**Problem statement:** Each line of the records below that holds "plant" should be returned.

*** Extracted records Section Begins ***

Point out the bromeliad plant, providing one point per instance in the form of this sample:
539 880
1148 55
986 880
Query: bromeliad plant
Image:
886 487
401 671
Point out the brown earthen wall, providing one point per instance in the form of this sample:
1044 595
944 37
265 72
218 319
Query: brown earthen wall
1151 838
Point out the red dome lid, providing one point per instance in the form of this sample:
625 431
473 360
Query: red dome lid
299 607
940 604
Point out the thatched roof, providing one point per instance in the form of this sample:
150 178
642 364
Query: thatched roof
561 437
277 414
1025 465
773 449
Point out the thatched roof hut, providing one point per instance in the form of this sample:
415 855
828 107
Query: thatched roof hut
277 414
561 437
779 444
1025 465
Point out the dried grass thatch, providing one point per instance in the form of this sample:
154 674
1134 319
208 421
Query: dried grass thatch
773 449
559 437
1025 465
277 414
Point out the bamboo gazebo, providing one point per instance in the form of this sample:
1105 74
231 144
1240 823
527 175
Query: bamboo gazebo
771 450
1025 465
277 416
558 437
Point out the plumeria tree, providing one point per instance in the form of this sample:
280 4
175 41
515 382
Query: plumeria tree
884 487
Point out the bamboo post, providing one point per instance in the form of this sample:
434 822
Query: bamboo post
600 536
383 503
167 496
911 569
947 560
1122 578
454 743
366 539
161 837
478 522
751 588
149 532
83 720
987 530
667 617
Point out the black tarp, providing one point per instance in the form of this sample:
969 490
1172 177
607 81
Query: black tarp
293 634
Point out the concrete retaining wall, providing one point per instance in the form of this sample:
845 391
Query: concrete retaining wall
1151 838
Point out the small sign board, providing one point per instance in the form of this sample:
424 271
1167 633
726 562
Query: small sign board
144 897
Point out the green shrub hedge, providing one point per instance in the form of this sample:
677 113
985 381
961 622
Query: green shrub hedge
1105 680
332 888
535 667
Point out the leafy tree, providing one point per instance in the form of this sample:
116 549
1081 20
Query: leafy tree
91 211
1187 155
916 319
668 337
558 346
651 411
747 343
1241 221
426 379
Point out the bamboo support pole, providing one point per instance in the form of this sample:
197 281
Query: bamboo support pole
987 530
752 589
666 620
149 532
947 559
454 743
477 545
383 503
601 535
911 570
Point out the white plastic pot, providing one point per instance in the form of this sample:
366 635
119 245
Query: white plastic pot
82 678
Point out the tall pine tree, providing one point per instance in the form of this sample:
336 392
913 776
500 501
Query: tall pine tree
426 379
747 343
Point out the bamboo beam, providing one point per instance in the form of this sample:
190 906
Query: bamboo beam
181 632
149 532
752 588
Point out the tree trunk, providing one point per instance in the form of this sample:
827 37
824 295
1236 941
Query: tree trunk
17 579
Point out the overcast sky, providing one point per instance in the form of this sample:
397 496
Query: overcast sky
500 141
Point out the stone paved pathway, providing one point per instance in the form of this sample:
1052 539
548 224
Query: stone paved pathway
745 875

*** Extracted records Section Ends ***

**Reply:**
Point out the bromeliad plant, providing one point per instance in the form of this sample:
Query: bromeliad plant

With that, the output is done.